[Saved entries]
####################

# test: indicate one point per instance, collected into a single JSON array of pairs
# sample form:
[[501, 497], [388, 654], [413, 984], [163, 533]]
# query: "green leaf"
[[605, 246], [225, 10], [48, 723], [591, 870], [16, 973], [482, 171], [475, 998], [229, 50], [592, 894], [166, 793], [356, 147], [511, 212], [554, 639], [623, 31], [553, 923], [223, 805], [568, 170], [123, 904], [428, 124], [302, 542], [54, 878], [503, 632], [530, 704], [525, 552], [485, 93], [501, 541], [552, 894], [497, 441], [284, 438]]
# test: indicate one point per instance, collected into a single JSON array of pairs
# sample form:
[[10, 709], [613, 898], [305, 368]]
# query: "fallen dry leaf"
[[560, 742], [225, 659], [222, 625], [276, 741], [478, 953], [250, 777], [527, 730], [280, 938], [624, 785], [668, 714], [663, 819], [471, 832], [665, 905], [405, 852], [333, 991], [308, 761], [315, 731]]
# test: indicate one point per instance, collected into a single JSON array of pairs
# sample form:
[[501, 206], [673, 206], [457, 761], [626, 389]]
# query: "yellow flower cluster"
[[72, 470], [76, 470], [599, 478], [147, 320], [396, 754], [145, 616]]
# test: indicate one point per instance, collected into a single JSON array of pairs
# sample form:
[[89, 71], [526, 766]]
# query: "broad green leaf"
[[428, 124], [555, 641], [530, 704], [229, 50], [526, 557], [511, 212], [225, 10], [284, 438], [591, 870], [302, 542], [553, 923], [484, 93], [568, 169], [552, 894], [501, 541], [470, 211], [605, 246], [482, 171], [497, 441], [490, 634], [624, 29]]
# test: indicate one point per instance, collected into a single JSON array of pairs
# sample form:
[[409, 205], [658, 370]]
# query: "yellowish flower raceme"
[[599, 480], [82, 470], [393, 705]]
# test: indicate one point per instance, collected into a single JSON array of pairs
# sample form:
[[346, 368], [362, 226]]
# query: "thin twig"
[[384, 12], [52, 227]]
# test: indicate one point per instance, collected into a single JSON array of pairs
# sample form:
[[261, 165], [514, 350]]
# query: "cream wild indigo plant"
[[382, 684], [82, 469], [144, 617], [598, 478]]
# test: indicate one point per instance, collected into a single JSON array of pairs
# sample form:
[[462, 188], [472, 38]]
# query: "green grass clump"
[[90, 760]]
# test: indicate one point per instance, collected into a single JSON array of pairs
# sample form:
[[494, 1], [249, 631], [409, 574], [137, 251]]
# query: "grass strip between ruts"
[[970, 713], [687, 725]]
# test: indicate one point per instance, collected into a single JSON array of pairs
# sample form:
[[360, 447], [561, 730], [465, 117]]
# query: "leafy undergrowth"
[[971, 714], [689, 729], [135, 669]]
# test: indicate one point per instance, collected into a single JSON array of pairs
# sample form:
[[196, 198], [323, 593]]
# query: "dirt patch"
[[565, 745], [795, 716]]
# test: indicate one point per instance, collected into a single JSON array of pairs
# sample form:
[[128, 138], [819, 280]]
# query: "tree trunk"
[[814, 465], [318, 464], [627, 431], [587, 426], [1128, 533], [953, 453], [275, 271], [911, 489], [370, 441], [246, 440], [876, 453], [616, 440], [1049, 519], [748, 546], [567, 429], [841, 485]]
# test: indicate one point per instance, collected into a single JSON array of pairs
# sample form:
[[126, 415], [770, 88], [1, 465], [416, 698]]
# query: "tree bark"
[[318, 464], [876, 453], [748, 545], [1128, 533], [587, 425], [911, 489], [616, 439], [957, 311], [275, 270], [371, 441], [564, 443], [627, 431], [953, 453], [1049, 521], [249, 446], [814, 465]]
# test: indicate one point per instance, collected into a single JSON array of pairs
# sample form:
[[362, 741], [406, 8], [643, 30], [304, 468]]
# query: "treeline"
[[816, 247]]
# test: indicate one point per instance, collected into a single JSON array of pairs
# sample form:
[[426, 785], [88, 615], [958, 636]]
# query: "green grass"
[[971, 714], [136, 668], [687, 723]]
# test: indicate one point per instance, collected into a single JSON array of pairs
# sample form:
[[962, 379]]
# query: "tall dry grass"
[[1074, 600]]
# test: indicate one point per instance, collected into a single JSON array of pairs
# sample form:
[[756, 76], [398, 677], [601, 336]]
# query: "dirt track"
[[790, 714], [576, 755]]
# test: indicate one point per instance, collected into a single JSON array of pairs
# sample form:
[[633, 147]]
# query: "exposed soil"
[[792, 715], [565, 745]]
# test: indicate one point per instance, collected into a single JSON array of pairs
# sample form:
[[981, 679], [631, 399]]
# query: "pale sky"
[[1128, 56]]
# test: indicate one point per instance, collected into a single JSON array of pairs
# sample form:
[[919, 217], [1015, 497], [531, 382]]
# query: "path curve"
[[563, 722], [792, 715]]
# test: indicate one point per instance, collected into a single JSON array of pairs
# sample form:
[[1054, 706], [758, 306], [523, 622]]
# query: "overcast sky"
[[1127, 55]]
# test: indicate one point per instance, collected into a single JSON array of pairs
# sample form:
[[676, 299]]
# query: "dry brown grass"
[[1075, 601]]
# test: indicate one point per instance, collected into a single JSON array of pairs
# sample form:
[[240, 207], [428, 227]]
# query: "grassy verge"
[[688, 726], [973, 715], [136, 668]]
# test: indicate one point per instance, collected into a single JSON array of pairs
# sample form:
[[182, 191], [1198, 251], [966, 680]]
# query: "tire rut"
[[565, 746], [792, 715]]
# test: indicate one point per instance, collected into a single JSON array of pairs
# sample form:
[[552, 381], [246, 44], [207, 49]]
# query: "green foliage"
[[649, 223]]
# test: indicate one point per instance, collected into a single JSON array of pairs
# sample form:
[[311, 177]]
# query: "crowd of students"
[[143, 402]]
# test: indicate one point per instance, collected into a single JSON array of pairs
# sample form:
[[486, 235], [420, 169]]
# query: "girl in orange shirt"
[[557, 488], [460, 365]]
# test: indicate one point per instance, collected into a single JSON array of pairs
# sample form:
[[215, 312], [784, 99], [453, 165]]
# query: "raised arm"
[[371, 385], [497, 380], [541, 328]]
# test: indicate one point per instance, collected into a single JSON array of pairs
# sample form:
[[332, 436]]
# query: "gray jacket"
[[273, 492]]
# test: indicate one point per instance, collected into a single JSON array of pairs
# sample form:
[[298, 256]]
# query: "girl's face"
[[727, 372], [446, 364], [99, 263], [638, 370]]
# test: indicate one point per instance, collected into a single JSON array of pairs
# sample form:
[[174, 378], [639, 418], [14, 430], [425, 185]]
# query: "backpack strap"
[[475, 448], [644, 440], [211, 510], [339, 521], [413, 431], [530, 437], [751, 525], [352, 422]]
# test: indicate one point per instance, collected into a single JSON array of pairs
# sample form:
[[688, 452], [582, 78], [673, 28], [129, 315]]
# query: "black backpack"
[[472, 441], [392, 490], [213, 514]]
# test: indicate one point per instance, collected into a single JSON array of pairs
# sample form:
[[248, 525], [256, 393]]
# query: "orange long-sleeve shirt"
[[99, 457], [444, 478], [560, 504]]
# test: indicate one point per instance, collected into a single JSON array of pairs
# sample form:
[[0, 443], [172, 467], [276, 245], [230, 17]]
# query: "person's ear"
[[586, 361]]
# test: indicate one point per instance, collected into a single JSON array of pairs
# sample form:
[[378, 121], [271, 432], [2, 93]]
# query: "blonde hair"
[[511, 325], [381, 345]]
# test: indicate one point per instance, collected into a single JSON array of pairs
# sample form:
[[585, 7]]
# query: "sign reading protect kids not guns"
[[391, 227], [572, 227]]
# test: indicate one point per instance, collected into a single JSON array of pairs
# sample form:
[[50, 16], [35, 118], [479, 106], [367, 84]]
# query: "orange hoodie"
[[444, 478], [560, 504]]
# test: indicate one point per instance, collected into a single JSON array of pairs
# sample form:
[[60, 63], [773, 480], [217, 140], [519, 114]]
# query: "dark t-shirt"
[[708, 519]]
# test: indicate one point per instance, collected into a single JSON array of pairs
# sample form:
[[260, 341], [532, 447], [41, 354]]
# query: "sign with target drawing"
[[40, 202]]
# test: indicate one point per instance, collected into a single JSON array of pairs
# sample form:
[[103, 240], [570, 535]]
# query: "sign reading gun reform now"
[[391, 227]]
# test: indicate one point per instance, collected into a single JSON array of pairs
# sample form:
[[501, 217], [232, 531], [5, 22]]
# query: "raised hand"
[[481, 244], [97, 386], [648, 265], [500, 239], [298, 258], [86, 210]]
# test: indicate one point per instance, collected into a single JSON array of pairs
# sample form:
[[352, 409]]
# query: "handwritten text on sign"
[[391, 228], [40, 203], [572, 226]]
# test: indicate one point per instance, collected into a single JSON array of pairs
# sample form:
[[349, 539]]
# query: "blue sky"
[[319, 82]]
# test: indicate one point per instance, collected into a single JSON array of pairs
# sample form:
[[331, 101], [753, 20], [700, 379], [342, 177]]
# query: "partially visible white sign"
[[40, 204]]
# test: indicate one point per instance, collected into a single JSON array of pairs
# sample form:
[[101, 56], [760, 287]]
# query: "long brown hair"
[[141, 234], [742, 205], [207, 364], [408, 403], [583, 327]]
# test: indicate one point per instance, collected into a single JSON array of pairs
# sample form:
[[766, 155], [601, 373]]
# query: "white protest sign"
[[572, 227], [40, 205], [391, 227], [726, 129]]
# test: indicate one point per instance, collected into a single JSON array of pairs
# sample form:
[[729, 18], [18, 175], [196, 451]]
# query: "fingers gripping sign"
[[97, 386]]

####################

▶ _What to do_
Please restate, word for word, the lines of the entries that run from the first line through the one holding "[[501, 497], [388, 654], [413, 984], [163, 533]]", and add nothing.

▶ _Your response_
# test: indicate one point per instance, collected into a single JSON array of pairs
# sample form:
[[501, 497], [388, 654], [413, 984], [163, 533]]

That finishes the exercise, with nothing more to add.